(Dataset excerpts)
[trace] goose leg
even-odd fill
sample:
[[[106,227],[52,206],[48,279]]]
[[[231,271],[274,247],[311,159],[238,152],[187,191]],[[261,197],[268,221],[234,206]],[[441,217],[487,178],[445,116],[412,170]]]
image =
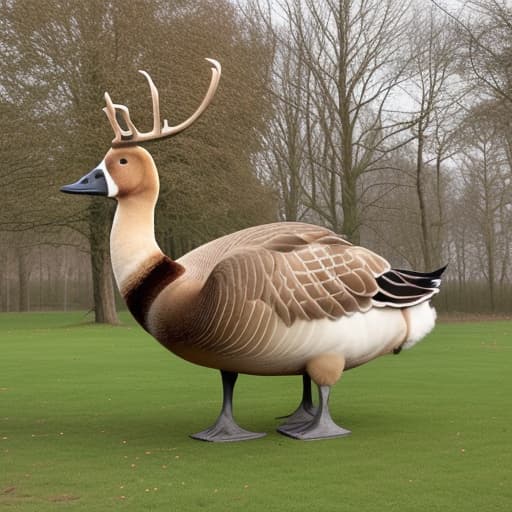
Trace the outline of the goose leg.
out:
[[[247,441],[265,436],[264,432],[250,432],[237,425],[233,418],[233,389],[238,373],[221,370],[221,375],[223,399],[220,415],[211,427],[197,434],[191,434],[190,437],[201,441],[225,443],[229,441]]]
[[[283,434],[295,439],[328,439],[330,437],[347,436],[351,432],[336,423],[331,418],[329,412],[329,395],[331,386],[318,386],[319,404],[318,410],[313,419],[306,425],[302,425],[301,429],[293,429],[282,431]]]
[[[292,414],[278,418],[287,419],[277,428],[277,431],[282,434],[288,434],[288,432],[302,430],[304,426],[311,423],[316,411],[317,408],[314,406],[311,396],[311,377],[307,373],[304,373],[302,375],[302,400]]]

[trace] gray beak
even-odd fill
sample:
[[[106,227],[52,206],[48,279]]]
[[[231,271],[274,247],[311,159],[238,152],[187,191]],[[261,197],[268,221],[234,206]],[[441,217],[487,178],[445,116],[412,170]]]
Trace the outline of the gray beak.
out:
[[[90,196],[108,196],[108,185],[102,169],[93,169],[71,185],[60,189],[66,194],[88,194]]]

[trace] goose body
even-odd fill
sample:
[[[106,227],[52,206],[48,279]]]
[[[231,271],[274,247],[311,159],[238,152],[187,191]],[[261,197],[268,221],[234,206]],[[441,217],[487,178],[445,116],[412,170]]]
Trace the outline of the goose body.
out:
[[[308,361],[332,353],[343,356],[348,369],[410,341],[409,323],[419,317],[434,325],[427,303],[407,316],[402,308],[374,303],[375,276],[389,264],[318,226],[249,228],[176,263],[183,269],[176,279],[144,312],[133,313],[166,348],[211,368],[302,374]],[[139,273],[150,270],[142,265]]]
[[[214,72],[216,87],[215,80]],[[126,107],[131,131],[123,131],[115,124],[118,107],[108,97],[113,148],[98,167],[61,190],[117,200],[111,258],[130,312],[176,355],[221,371],[221,414],[193,437],[232,441],[262,435],[234,422],[238,373],[303,375],[301,405],[280,432],[299,439],[349,433],[330,417],[330,387],[343,370],[408,348],[433,328],[429,300],[439,291],[444,269],[428,274],[392,269],[381,256],[331,230],[298,222],[244,229],[173,261],[155,240],[156,166],[145,149],[130,142],[132,135],[148,140],[153,132],[138,132]],[[187,123],[174,128],[165,122],[165,135],[155,128],[154,138]],[[319,386],[317,409],[310,379]]]

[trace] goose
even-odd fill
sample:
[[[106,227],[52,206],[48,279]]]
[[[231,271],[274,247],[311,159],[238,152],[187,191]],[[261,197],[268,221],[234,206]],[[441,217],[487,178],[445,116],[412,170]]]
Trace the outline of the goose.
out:
[[[177,260],[165,255],[154,232],[158,172],[140,144],[175,135],[204,112],[221,73],[217,61],[207,60],[208,91],[177,126],[167,120],[161,125],[158,90],[144,71],[153,100],[151,131],[139,132],[127,107],[105,93],[112,147],[97,167],[61,191],[117,201],[110,250],[129,311],[166,349],[220,370],[220,414],[191,437],[226,442],[265,435],[242,428],[233,417],[239,373],[302,376],[302,400],[278,432],[296,439],[348,435],[329,411],[332,386],[345,370],[410,348],[432,330],[436,313],[430,299],[439,292],[444,268],[392,269],[371,250],[301,222],[243,229]],[[311,381],[318,387],[317,406]]]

- _What is being asked_
An exact, image-free transcription of all the records above is needed.

- _Solution to this task_
[trace] goose leg
even-odd fill
sample:
[[[106,227],[52,206],[48,279]]]
[[[231,271],[274,247],[311,159],[238,152],[187,191]],[[261,197],[268,221],[234,206]],[[441,217],[487,178],[445,116],[412,170]]]
image =
Trace the outline of the goose leg.
out:
[[[247,441],[265,436],[264,432],[250,432],[237,425],[233,418],[233,389],[238,373],[221,370],[221,375],[223,399],[220,415],[211,427],[197,434],[191,434],[190,437],[201,441],[225,443],[229,441]]]
[[[283,434],[295,439],[328,439],[330,437],[347,436],[351,432],[336,423],[331,418],[329,412],[329,395],[331,386],[318,386],[319,404],[318,410],[313,419],[306,425],[302,425],[301,429],[293,429],[282,431]]]
[[[292,414],[278,418],[287,419],[277,428],[277,431],[282,434],[288,434],[288,432],[302,430],[304,426],[311,423],[316,411],[317,408],[314,406],[311,396],[311,377],[307,373],[304,373],[302,375],[302,400]]]

[trace] gray beak
even-odd fill
sample:
[[[106,227],[52,206],[48,279]]]
[[[231,271],[274,247],[311,159],[238,152],[187,191]],[[261,197],[268,221],[234,206]],[[441,217],[487,178],[445,116],[412,170]]]
Trace the outline of the gray beak.
out:
[[[90,196],[108,196],[108,185],[102,169],[93,169],[71,185],[60,189],[66,194],[88,194]]]

[trace] goose body
even-odd fill
sample:
[[[106,227],[52,206],[48,279]]]
[[[231,271],[274,247],[311,159],[238,152],[187,191]],[[261,197],[268,221],[234,206]],[[441,217],[487,178],[445,116],[412,170]]]
Trace the outline of the goose body.
out:
[[[308,361],[332,353],[343,356],[348,369],[410,341],[409,323],[419,317],[434,325],[427,303],[407,316],[402,308],[374,303],[375,276],[389,264],[318,226],[249,228],[176,263],[183,269],[176,279],[144,312],[133,313],[166,348],[211,368],[302,374]],[[139,273],[150,270],[142,265]]]
[[[214,72],[216,87],[215,80]],[[126,107],[131,131],[123,131],[115,124],[118,107],[108,97],[113,148],[98,167],[61,190],[117,200],[111,258],[130,312],[176,355],[221,371],[221,414],[193,437],[232,441],[262,435],[234,422],[238,373],[303,375],[301,405],[280,432],[299,439],[349,433],[330,417],[330,387],[343,370],[408,348],[433,328],[429,300],[439,291],[444,269],[428,274],[392,269],[381,256],[331,230],[298,222],[244,229],[173,261],[155,240],[156,166],[145,149],[130,142],[132,135],[148,140],[153,132],[138,132]],[[187,123],[174,128],[165,122],[165,135],[155,128],[154,138]],[[319,386],[317,409],[310,379]]]

[trace] goose
even-odd fill
sample:
[[[106,227],[52,206],[48,279]]]
[[[231,271],[274,247],[311,159],[238,152],[187,191]],[[261,197],[268,221],[234,206]],[[441,217],[487,178],[445,116],[412,170]]]
Trace the outline of the goose.
out:
[[[177,260],[165,255],[154,232],[158,172],[140,144],[175,135],[204,112],[221,73],[217,61],[207,60],[208,91],[177,126],[167,120],[161,125],[158,90],[144,71],[153,100],[151,131],[139,132],[127,107],[105,93],[112,147],[97,167],[61,191],[117,201],[110,250],[129,311],[166,349],[220,370],[220,414],[191,437],[226,442],[265,435],[242,428],[233,417],[239,373],[302,376],[302,400],[278,432],[296,439],[348,435],[329,411],[332,386],[345,370],[410,348],[432,330],[436,313],[430,299],[439,292],[444,268],[392,269],[371,250],[301,222],[243,229]],[[311,381],[318,387],[317,406]]]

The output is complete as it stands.